▶ Document passage:

# Raising the Limit: ADDENDUM!



## Vegeta (Jan 16, 2008)

Gone is the limit of 5, welcome the limit of 8. Rep now comes 8 times a day! 

ADDENDUM


Itagaki said:


> With raising the reps per day limit comes raising the spread you have to do before repping someone again. It is now at 8 as well.


----------



## Nae'blis (Jan 16, 2008)

IS that the only change?


----------



## ̣ (Jan 16, 2008)

THANK


YOU


----------



## Iria (Jan 16, 2008)

posting in epic landmark thread


----------



## Sasori (Jan 16, 2008)

Fail.

Now n00bs will gain ranks quicker


----------



## gabha (Jan 16, 2008)

No need to thank me.


----------



## Tachikoma (Jan 16, 2008)

Oh Shi~~
Reps Vegeta


----------



## maximilyan (Jan 16, 2008)

is this true!?

Edit: it is  .... chalk one up for the mods.. good looking out vegeta!


----------



## Hyuuga (Jan 16, 2008)

Awesome (even though I never use all my rep anyway)

Items from a labeling set:
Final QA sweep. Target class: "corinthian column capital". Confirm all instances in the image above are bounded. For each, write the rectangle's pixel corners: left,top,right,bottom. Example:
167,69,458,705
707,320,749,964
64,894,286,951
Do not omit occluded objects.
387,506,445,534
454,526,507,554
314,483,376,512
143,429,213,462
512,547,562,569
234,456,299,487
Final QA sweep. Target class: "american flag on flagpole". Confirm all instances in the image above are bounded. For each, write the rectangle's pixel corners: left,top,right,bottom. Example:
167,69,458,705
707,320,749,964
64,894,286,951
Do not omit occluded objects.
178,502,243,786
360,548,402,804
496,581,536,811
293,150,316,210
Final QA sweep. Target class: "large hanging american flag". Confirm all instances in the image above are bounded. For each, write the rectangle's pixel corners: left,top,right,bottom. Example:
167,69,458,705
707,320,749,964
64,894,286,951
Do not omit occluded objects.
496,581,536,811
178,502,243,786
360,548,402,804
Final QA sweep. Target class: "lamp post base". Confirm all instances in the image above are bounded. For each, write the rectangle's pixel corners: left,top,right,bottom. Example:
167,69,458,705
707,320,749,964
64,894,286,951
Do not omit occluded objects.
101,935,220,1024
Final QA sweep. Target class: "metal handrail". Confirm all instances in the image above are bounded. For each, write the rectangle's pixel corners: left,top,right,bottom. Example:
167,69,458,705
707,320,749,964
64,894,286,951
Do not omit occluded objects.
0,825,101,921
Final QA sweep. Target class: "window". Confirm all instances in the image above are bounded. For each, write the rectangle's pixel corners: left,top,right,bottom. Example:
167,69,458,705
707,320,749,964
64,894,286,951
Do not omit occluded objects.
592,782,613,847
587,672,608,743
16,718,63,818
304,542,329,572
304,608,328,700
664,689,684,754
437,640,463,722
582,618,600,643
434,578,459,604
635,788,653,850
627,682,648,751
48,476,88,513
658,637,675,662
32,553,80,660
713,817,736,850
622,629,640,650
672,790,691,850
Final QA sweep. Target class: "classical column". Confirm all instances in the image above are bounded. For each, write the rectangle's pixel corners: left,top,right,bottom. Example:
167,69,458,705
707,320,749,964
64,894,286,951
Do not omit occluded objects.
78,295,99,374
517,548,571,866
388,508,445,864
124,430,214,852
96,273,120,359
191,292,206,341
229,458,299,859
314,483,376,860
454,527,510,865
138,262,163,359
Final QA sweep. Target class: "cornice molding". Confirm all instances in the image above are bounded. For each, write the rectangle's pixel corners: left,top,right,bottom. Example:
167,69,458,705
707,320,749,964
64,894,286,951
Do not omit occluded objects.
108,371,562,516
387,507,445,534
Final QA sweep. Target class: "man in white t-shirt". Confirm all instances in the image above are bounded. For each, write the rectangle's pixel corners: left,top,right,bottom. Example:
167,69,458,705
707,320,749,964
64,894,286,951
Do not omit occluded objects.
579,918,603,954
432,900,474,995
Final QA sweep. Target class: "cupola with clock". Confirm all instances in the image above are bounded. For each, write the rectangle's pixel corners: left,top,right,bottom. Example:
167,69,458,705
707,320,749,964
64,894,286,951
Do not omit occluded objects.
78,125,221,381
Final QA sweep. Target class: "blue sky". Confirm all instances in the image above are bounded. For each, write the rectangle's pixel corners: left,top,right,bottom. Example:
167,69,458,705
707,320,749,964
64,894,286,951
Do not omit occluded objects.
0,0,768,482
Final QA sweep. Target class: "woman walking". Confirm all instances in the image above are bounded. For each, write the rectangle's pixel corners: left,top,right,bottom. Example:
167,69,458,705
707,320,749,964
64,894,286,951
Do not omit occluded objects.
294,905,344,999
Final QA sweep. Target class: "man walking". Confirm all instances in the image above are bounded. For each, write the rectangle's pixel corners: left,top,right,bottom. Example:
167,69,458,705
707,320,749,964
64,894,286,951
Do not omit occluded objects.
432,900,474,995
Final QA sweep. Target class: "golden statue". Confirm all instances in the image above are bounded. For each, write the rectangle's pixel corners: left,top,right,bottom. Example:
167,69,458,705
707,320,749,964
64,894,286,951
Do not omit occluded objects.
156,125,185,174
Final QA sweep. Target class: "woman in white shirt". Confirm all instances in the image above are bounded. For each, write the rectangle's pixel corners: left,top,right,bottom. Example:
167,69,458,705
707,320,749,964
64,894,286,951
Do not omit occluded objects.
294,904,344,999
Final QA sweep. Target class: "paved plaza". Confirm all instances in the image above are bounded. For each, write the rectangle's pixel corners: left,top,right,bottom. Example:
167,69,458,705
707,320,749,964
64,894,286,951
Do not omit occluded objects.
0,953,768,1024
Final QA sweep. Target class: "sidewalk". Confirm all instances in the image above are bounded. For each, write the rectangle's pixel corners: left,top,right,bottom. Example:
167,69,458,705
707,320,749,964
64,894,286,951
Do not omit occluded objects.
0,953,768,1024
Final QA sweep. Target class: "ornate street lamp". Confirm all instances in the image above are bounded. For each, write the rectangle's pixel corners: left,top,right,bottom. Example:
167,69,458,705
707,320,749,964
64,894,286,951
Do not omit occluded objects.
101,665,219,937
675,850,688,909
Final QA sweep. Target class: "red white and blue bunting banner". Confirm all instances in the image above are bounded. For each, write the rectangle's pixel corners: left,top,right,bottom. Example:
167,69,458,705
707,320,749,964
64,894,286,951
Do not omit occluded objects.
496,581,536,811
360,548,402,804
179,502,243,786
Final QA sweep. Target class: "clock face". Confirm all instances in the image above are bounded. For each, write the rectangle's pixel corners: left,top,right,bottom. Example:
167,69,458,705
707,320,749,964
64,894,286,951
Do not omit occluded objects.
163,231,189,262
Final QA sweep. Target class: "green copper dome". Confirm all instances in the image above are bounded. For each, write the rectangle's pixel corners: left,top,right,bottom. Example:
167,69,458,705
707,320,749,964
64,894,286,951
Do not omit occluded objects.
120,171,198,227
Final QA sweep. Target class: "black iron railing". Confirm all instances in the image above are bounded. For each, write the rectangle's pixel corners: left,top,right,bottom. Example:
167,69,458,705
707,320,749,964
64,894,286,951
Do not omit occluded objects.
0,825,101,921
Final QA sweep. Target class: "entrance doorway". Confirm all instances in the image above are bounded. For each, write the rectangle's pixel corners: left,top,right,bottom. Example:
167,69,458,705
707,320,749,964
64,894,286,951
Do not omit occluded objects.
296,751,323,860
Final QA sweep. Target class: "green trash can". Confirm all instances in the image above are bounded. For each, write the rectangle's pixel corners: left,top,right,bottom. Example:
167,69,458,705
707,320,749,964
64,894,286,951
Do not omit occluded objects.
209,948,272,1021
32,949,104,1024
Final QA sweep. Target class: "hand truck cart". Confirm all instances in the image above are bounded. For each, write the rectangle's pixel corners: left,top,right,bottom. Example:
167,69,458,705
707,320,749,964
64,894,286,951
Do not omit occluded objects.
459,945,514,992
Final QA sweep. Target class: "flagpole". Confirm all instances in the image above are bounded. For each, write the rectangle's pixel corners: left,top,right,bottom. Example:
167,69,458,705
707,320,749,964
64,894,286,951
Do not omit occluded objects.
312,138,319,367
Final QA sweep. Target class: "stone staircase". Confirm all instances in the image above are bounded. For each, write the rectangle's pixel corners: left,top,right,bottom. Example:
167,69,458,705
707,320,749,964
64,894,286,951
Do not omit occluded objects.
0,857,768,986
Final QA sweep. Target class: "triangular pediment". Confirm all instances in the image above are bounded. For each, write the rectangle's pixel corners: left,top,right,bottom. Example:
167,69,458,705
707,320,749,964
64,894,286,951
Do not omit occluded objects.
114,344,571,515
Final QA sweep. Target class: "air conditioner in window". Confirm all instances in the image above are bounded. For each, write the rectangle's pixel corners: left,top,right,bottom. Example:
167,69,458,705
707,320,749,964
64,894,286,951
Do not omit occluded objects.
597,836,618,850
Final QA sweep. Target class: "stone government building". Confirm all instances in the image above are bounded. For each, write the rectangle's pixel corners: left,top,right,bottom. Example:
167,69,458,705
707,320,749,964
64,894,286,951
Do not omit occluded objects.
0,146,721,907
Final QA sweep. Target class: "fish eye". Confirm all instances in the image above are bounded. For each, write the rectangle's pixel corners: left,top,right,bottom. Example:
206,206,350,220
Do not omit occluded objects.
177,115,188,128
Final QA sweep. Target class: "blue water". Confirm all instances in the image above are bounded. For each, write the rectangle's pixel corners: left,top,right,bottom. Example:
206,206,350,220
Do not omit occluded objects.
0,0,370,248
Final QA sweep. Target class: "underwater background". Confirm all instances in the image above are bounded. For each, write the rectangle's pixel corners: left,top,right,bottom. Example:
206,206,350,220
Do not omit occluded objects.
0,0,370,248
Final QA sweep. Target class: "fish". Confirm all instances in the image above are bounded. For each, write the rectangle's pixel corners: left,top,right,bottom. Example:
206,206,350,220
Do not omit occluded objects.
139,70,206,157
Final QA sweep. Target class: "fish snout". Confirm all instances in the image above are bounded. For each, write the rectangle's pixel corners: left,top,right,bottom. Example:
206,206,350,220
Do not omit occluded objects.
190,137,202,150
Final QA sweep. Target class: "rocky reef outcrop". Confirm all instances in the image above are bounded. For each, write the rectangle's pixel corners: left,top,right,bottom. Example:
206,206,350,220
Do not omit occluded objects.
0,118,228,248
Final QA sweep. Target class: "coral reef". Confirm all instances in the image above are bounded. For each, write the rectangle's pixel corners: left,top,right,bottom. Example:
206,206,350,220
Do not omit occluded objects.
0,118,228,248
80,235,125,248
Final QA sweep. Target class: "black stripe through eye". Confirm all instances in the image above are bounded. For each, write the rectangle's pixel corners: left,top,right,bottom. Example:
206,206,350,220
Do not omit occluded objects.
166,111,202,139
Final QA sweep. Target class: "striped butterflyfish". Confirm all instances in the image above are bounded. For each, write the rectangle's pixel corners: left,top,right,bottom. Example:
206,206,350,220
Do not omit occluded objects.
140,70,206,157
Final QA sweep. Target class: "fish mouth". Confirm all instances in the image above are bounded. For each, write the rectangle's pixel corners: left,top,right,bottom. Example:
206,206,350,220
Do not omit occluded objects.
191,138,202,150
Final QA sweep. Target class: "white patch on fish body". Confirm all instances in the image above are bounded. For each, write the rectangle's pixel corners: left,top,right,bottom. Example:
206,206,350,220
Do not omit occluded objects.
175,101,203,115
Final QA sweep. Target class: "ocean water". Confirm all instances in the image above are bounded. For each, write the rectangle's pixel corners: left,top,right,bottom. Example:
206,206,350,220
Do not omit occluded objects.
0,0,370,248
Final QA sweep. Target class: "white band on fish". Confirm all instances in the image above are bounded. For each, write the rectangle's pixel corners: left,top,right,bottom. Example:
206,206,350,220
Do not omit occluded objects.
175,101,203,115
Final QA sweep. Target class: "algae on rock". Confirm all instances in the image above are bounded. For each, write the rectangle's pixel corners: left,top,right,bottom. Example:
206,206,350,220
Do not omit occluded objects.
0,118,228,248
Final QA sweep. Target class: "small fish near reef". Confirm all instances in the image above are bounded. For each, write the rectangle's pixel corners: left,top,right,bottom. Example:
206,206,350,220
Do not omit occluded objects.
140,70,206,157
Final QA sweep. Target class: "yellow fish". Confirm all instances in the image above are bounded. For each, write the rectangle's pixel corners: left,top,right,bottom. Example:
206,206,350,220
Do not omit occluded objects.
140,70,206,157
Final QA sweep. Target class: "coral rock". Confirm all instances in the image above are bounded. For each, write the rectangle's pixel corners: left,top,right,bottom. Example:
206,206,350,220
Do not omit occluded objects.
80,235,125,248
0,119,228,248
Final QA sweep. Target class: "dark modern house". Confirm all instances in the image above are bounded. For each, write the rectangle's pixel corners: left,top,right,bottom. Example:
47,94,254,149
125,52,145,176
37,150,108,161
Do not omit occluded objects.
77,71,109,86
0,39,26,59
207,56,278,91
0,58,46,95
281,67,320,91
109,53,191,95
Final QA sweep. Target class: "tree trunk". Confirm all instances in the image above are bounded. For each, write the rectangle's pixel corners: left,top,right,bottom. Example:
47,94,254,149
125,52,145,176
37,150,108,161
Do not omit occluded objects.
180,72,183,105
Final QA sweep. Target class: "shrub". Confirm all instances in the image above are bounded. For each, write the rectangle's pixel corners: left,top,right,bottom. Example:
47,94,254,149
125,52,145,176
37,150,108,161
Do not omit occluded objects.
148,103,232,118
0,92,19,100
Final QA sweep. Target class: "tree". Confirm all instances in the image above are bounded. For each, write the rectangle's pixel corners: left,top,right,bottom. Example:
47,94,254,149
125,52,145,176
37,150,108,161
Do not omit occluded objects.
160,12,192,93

▶ Task prompt: Continue the forum thread about raising the daily rep limit, picking up after its last post.

▶ Task output:
I will test this out.


----------



## Byakkö (Jan 16, 2008)

Omg yes.


----------



## cloystreng (Jan 16, 2008)

Not bad, not bad.


----------



## Lazlow (Jan 16, 2008)

That's great news.


----------



## Kubisa (Jan 16, 2008)

And thus the new age begins...


----------



## ?Grimmjow? (Jan 16, 2008)

i dont know why this is so exciting, i only rep when some1's got a good reason i should, you should keep it up to 6.


----------



## Felt (Jan 16, 2008)

OPh god  Thanks


----------



## gabha (Jan 16, 2008)

Sasori said:


> Fail.
> 
> Now n00bs will gain ranks quicker



Not when they don't use the search function and post the same fucking threads over and over again.

Now they're more likely to be taught a lesson.


----------



## Vegeta (Jan 16, 2008)

We are a bigger forum, and sometimes you see more than 5 posts that are repworthy.


----------



## Sunuvmann (Jan 16, 2008)

Itagaki said:


> Gone is the limit of 5, welcome the limit of 8. Rep now comes 8 times a day!


You must spread rep before repping Vegeta again 

Can you change that last rep I gave you and make it worth 100,000?


----------



## Double Arts Sui (Jan 16, 2008)

EVERYBODY REP VEGETA!

*posting in awesome moment thread*


----------



## Jenna Berry (Jan 16, 2008)

ilu ilu ilu thank you very much


----------



## Juubi (Jan 16, 2008)

Very nice, Vegeta.


----------



## Deleted member 84471 (Jan 16, 2008)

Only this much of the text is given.